## Document section
--- START ---
Porter has been championing the reforms on this front, as well as on there being a need to give them an overhaul due to the changes that have been brought about to publishing since moving into the digital age with its accompanying social media platforms.
This state passed the changes into law via the Defamation Amendment Act 2020 (NSW) last August. Although, the new laws are yet to be enacted.
The Amendment Act inserts section 29A into the Act, which contains the defence of publishing on a matter concerning an issue of public interest. For this to be established, it must be shown that the matter is “of public interest” and publishing it “was in the public interest”.
The new legislation also inserts section 10A into the Act, which establishes the element of serious harm. This higher threshold requires that the defamatory action has or is likely to cause “serious” harm to the plaintiff. And if raised, this threshold must be determined as early as possible.
Changes have further been made to section 35 of the Act to clarify the way in which aggravated damages are applied. This section originally set a cap to the amount of non-economic damages awarded, but this has been exceeded in past cases due to the recognition of aggravated damages.
Once the changes are through, aggravated damages will still be able to be pursued, but any award will need to be made separately to the non-economic loss.
Section 14B of the Limitation Act 1969 (NSW) sets a one year from publication date limit for the filing of a defamation case. While section 56A of this legislation permits a court to extend this to up to 3 years from publication date.
Changes to limits have been brought in for the digital age, which includes providing a 56 day extension from the date a publication is first noticed if this is still within the initial year of publication.
And in terms of multiple online publications, the changes clarify that the year time limit only applies to the date the original publication was first uploaded.
--- END ---
## Task description
Resume the text on the New South Wales defamation law reforms, picking up right after its final sentence. The data that follows has nothing to do with this.

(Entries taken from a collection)
--- START ---
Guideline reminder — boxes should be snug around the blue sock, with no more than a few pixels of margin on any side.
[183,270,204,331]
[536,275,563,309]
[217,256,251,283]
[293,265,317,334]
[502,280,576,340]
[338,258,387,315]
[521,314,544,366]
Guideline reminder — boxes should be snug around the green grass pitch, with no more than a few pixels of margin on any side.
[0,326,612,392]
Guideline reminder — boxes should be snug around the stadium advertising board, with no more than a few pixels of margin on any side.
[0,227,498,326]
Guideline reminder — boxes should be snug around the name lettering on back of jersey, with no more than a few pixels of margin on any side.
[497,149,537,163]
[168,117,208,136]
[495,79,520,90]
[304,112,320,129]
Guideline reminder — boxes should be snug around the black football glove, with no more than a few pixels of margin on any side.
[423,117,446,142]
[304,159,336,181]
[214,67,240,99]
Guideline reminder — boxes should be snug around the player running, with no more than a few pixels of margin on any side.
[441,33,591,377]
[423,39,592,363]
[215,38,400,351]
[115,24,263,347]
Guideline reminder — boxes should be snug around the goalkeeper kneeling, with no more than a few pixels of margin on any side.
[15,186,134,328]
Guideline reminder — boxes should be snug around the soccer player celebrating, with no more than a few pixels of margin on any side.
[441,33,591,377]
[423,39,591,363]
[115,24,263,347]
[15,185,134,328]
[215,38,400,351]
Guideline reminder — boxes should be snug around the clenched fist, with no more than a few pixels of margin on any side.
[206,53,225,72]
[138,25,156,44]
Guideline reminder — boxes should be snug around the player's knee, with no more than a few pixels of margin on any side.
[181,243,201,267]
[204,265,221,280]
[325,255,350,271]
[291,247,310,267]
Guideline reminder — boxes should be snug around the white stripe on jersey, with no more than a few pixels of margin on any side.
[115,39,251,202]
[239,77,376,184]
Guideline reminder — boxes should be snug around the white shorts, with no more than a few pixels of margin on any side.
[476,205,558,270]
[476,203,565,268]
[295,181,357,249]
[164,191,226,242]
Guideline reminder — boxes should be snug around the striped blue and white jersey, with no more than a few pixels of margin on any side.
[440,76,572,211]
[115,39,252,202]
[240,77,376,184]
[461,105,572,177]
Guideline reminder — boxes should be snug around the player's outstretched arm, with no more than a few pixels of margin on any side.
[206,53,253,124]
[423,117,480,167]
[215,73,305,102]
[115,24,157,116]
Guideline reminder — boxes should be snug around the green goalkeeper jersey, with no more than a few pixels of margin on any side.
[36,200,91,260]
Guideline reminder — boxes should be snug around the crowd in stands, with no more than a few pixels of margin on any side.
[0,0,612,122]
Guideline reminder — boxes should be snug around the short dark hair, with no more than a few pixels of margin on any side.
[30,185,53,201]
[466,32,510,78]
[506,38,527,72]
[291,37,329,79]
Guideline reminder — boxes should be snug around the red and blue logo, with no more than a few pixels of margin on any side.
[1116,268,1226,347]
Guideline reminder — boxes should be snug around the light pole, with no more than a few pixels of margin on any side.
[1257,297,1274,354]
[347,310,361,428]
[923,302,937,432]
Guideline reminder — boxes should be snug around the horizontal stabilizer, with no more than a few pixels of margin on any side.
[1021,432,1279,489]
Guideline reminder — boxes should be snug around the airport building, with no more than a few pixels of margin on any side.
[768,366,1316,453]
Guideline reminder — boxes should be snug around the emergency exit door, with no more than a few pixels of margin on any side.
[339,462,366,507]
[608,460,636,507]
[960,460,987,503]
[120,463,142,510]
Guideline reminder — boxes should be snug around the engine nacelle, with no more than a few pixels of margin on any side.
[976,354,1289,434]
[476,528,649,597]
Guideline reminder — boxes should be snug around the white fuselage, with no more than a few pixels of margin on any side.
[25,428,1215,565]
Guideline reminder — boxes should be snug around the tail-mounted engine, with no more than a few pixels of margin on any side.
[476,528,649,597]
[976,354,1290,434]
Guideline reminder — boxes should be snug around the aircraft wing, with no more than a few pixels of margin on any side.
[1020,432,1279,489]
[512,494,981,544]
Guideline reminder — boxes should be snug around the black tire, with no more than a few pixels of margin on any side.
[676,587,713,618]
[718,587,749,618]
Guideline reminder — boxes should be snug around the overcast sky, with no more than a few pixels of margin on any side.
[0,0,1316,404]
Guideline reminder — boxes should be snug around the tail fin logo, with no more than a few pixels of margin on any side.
--- END ---
## Exercise response
Although, the amendments don’t address the issue of forum shopping, as juries remain unpermitted in certain jurisdictions.
The changes don’t take effect until all jurisdictions pass the amendments, and so far, only NSW, Victoria and South Australia have done so.
A timely delay
Porter’s vision of an improved system of nationwide defamation laws has been delayed due to the fallout from the pandemic.
And since historic rape allegations have recently been levelled against him, he’s now taking advantage of the old system he once critiqued, as he moves to sue the ABC.
The attorney general has done his best in forum shopping by filing his claim with the Federal Court, where a jury is basically ruled out. He’s claimed aggravated damages, as he asserts that journalist Louise Milligan intentionally tried to harm him.
And the ABC can’t claim it published in the public interest.
The move to sue is widely seen as a means for Porter to avoid an independent inquiry into the rape allegations, which would operate in a similar manner to the investigation carried out into harassment claims made against former High Court judge Dyson Heydon.
And if the case does go ahead, this favoured approach for a plaintiff is also perceived as a means to discredit the historic claims throughout the wider public perception.